REQUIRED WORK |
Print the listing below exactly.

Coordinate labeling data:
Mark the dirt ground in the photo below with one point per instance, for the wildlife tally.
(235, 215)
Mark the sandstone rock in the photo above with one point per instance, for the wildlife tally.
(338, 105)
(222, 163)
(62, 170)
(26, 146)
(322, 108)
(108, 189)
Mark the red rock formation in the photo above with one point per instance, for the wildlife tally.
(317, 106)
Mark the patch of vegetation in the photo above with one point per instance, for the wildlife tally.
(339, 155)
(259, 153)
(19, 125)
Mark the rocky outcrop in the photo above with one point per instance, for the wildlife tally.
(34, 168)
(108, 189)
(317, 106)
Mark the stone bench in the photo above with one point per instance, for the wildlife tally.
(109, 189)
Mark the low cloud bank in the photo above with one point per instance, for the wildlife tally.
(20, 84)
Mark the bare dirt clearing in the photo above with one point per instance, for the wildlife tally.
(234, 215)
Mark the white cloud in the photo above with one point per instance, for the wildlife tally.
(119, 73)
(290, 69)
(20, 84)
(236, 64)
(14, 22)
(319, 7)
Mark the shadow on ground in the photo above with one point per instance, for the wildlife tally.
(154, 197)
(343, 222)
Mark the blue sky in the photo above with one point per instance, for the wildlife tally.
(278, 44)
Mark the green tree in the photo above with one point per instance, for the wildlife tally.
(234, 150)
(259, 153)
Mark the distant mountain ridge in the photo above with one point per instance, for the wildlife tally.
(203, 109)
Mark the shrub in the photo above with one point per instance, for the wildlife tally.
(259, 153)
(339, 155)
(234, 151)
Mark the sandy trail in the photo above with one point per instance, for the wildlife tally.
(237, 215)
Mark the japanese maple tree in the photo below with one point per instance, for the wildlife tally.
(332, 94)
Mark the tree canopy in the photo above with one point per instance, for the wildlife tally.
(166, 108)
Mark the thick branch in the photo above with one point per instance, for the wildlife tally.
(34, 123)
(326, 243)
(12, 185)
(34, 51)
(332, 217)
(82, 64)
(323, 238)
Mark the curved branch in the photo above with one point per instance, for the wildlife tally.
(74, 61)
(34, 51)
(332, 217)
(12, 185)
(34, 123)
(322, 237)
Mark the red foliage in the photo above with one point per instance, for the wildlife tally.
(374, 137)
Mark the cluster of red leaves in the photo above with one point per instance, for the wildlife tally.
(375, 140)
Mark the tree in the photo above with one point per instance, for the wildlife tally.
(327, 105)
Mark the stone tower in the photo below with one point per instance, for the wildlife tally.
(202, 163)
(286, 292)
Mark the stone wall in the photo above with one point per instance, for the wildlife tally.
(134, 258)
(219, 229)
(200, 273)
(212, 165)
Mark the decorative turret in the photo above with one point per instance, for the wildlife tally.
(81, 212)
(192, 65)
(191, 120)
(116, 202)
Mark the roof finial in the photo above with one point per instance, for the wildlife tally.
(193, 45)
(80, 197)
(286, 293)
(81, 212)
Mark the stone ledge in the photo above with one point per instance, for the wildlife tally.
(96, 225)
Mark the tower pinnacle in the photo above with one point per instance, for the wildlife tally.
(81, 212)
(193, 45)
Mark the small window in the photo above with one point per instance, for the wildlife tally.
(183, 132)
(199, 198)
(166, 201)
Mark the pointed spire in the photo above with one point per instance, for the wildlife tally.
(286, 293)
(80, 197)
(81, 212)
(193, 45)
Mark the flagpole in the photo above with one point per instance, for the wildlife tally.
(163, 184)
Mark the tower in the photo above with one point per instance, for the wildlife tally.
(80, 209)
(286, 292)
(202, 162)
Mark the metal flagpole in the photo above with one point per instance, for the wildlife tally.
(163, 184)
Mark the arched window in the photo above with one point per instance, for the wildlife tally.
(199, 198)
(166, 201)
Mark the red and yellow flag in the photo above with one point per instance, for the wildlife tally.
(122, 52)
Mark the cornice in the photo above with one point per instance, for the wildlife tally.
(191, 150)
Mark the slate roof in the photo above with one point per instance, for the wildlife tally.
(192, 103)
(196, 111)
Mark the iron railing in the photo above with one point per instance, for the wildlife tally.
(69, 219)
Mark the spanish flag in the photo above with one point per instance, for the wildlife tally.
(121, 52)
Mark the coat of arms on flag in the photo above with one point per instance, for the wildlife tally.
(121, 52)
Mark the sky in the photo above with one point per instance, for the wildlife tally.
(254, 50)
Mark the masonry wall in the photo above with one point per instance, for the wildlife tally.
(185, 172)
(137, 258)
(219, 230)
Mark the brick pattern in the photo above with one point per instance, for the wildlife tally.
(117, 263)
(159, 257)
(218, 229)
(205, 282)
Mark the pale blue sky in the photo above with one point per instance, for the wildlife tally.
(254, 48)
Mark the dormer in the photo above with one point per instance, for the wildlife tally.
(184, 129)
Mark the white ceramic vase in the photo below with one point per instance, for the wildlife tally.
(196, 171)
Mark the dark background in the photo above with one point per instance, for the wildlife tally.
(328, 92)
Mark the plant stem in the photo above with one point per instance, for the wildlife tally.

WRITTEN RESPONSE |
Mark the dirt ground in the photo below with one point per instance, for the wildlife tally.
(235, 215)
Mark the sandstone rock in the photo above with one point per instance, for the wildlife tally.
(338, 105)
(222, 163)
(62, 170)
(26, 146)
(322, 108)
(108, 189)
Mark the red rock formation in the photo above with one point per instance, for the wildlife tally.
(317, 106)
Mark the patch of vegetation in the photo above with one point per instance, for the wildlife tally.
(339, 155)
(259, 153)
(19, 125)
Mark the rocky outcrop in the photo above with one point per instance, for the wildlife tally.
(34, 168)
(108, 189)
(317, 106)
Mark the stone bench in the photo above with one point per instance, for the wildlife tally.
(109, 189)
Mark the low cloud bank in the photo above with one point per instance, for the wildlife tally.
(20, 84)
Mark the bare dirt clearing in the photo above with one point per instance, for the wildlife tally.
(234, 215)
Mark the white cloud in the photo above with one point per instance, for the wildlife tally.
(119, 73)
(290, 69)
(20, 84)
(236, 64)
(14, 22)
(319, 7)
Mark the shadow on ground in the photo above with one point per instance, for the wildlife tally.
(154, 197)
(343, 222)
Mark the blue sky in the photo above with one point per instance, for the wildlife tally.
(278, 44)
Mark the green tree in the photo above with one point per instance, for the wildlife tally.
(234, 150)
(259, 153)
Mark the distant mountain ridge in the photo above with one point per instance, for the wildlife tally.
(203, 109)
Mark the shrub in the photo above with one point per instance, for the wildlife tally.
(259, 153)
(339, 155)
(234, 151)
Mark the sandy trail in the photo above with one point per instance, for the wildlife tally.
(237, 215)
Mark the japanese maple tree in the photo below with one point per instance, for the wildlife tally.
(332, 94)
Mark the tree canopy in the photo above with one point per instance, for the wildlife tally.
(166, 108)
Mark the thick branch in the photo above with one point per instance, for the wildlife tally.
(34, 123)
(326, 243)
(12, 185)
(34, 51)
(332, 217)
(82, 64)
(323, 238)
Mark the curved branch in the photo above with one point per instance, for the wildlife tally.
(74, 61)
(34, 51)
(332, 217)
(12, 185)
(34, 123)
(322, 237)
Mark the red foliage in the photo above with one point per instance, for the wildlife tally.
(374, 137)
Mark the cluster of red leaves in the photo above with one point per instance, for the wildlife tally.
(375, 140)
Mark the tree in the photo above with one point per instance, for the wildlife tally.
(327, 105)
Mark the stone tower in the photo below with one point per instance, for the wildlife tally.
(202, 163)
(286, 292)
Mark the stone wall in the photo above with one point per instance, for the wildlife tally.
(134, 258)
(219, 229)
(200, 273)
(212, 165)
Mark the decorative turret in the photo above with one point per instance, for the wildlife tally.
(81, 212)
(192, 65)
(191, 120)
(116, 202)
Mark the roof finial in the photo above with one point per instance, for the wildlife tally.
(193, 45)
(80, 197)
(286, 293)
(81, 212)
Mark the stone ledge in the photo above with one point per instance, for the wildlife tally.
(96, 225)
Mark the tower pinnacle in the photo above with one point per instance, for the wildlife tally.
(81, 212)
(193, 45)
Mark the small window in the photo above with one point per instance, for the wildlife tally.
(183, 132)
(199, 198)
(166, 201)
Mark the pointed spire in the photo above with one point per instance, for the wildlife tally.
(286, 293)
(80, 197)
(81, 212)
(193, 45)
Mark the flagpole in the photo above with one point per instance, for the wildlife tally.
(163, 184)
Mark the tower in the photo above with one point per instance, for the wildlife tally.
(80, 209)
(286, 292)
(202, 162)
Mark the metal flagpole in the photo above with one point per instance, for the wildlife tally.
(163, 184)
Mark the arched window in the photo above with one point per instance, for the wildlife tally.
(199, 198)
(166, 201)
Mark the red and yellow flag in the photo above with one point per instance, for the wildlife tally.
(122, 52)
Mark the cornice in the photo above with one point per instance, for the wildlife tally.
(191, 150)
Mark the slate roof in the photo above with one point per instance, for the wildlife tally.
(192, 103)
(196, 111)
Mark the iron railing in the photo above with one point per instance, for the wildlife tally.
(69, 219)
Mark the spanish flag in the photo above with one point per instance, for the wildlife tally.
(121, 52)
Mark the coat of arms on flag in the photo above with one point per instance, for the wildlife tally.
(121, 52)
Mark the sky in the photo above with one point per instance, for the wildlife tally.
(254, 50)
Mark the masonry wall in the photo above with one point per instance, for the wildlife tally.
(185, 172)
(137, 258)
(219, 230)
Mark the brick pattern in the photo above with one point per instance, for the wildlife tally.
(117, 263)
(159, 257)
(218, 229)
(205, 282)
Mark the pale blue sky in the photo above with one point per instance, for the wildlife tally.
(254, 48)
Mark the dormer in the photo above with one point per instance, for the wildlife tally.
(184, 129)
Mark the white ceramic vase in the photo below with one point per instance, for the wildlife tally.
(196, 171)
Mark the dark background in the photo above with one point per instance, for the wildlife tally.
(328, 92)
Mark the plant stem in the photo above with one point per instance, for the wildlife tally.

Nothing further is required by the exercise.